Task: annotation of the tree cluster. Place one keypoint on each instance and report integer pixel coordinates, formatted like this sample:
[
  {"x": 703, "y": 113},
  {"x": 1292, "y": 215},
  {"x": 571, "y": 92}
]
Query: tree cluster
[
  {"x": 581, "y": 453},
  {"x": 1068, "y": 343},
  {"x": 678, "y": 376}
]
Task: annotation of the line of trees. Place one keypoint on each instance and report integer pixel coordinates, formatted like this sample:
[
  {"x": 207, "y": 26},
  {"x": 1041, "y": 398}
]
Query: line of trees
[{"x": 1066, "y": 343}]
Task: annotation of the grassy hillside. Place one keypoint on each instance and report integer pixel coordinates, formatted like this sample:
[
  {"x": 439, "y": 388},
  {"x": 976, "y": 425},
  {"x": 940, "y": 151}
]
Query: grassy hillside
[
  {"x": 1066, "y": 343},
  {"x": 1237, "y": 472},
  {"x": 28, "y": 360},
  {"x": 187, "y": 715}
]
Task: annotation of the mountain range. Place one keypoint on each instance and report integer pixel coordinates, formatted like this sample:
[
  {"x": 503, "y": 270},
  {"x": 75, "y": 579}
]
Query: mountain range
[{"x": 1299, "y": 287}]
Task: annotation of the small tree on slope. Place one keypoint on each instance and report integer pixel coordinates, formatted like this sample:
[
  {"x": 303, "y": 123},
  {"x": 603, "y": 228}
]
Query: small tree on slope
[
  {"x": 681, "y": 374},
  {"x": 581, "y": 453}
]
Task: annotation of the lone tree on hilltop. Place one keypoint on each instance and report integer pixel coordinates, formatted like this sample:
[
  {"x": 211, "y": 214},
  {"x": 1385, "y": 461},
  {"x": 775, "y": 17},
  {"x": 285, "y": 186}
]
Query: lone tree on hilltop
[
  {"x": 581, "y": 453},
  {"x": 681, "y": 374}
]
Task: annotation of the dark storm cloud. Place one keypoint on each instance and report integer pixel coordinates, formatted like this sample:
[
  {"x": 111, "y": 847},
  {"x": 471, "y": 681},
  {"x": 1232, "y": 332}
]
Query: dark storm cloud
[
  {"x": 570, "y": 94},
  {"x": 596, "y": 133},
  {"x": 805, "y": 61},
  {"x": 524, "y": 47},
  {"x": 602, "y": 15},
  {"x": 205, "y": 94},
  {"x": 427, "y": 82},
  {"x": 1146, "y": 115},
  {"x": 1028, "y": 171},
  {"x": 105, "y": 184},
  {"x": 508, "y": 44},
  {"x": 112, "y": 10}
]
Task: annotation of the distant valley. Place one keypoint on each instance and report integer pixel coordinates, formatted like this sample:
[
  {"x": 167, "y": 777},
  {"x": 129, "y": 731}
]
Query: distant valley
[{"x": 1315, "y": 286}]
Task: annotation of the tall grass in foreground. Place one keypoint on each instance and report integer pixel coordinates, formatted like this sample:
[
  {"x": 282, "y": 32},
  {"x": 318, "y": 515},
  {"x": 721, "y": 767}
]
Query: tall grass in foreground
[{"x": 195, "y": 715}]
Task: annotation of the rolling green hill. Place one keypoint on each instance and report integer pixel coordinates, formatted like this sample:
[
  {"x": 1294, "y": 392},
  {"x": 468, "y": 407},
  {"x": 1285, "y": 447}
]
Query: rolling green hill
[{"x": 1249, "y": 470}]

- TASK INSTRUCTIONS -
Nothing added, nothing dropped: copy the data above.

- OUTPUT OF THE EXERCISE -
Task: annotation of the tree cluster. Place one keypoint on each instance and report integer pixel coordinates, formatted like this sample:
[
  {"x": 703, "y": 113},
  {"x": 1292, "y": 215},
  {"x": 571, "y": 92}
]
Query: tree cluster
[
  {"x": 581, "y": 453},
  {"x": 1068, "y": 343},
  {"x": 678, "y": 376}
]
Task: annotation of the line of trees. Place one keypoint on each instance and report integer pixel coordinates, formatted like this sample:
[
  {"x": 207, "y": 26},
  {"x": 1041, "y": 398}
]
Query: line of trees
[{"x": 1066, "y": 343}]
Task: annotation of the grassy hillside. Place one keypoint on each instance and report integer pixel coordinates, formatted like this sample:
[
  {"x": 439, "y": 388},
  {"x": 976, "y": 425},
  {"x": 940, "y": 151}
]
Query: grassy hillside
[
  {"x": 1066, "y": 343},
  {"x": 1237, "y": 472},
  {"x": 28, "y": 360},
  {"x": 187, "y": 715}
]
Task: annotation of the mountain range. Place one keypoint on each instance and report integer pixel coordinates, formatted like this sample:
[
  {"x": 503, "y": 270},
  {"x": 75, "y": 579}
]
Query: mountain range
[{"x": 1299, "y": 287}]
Task: annotation of the small tree on slope. Place one keypoint on each instance and report integer pixel coordinates, formatted like this sample:
[
  {"x": 303, "y": 123},
  {"x": 603, "y": 228}
]
Query: small tree on slope
[
  {"x": 681, "y": 374},
  {"x": 581, "y": 453}
]
Task: annotation of the lone tree on hilltop. Place one keypoint on each instance and report integer pixel coordinates, formatted like this sample:
[
  {"x": 211, "y": 214},
  {"x": 1385, "y": 461},
  {"x": 775, "y": 17},
  {"x": 285, "y": 186}
]
Query: lone tree on hilltop
[
  {"x": 581, "y": 453},
  {"x": 681, "y": 374}
]
Task: annotation of the dark storm cloud. Place one keypoint on each instance and report integer pixel coordinates, formatted like this sample:
[
  {"x": 111, "y": 847},
  {"x": 471, "y": 681},
  {"x": 1232, "y": 332}
]
Query: dark storm cloud
[
  {"x": 570, "y": 94},
  {"x": 596, "y": 133},
  {"x": 805, "y": 61},
  {"x": 524, "y": 47},
  {"x": 602, "y": 15},
  {"x": 205, "y": 94},
  {"x": 427, "y": 82},
  {"x": 1146, "y": 115},
  {"x": 1028, "y": 171},
  {"x": 105, "y": 184},
  {"x": 508, "y": 44},
  {"x": 112, "y": 10}
]
Task: annotation of the distant valley. Place one keypoint on each instance and report integer pixel coordinates, formatted like this sample:
[
  {"x": 167, "y": 777},
  {"x": 129, "y": 731}
]
Query: distant valley
[{"x": 1315, "y": 286}]
Task: annotation of the tall grass in foreground. Place one keypoint on each instance and report integer pixel coordinates, formatted like this sample:
[
  {"x": 282, "y": 32},
  {"x": 318, "y": 515},
  {"x": 721, "y": 767}
]
Query: tall grass in foreground
[{"x": 195, "y": 715}]
Task: annotation of the rolling green hill. Place one keypoint on each instance and report integer pixel coordinates, formatted like this sample:
[
  {"x": 1294, "y": 392},
  {"x": 468, "y": 407},
  {"x": 1285, "y": 447}
]
Query: rolling green hill
[{"x": 1249, "y": 470}]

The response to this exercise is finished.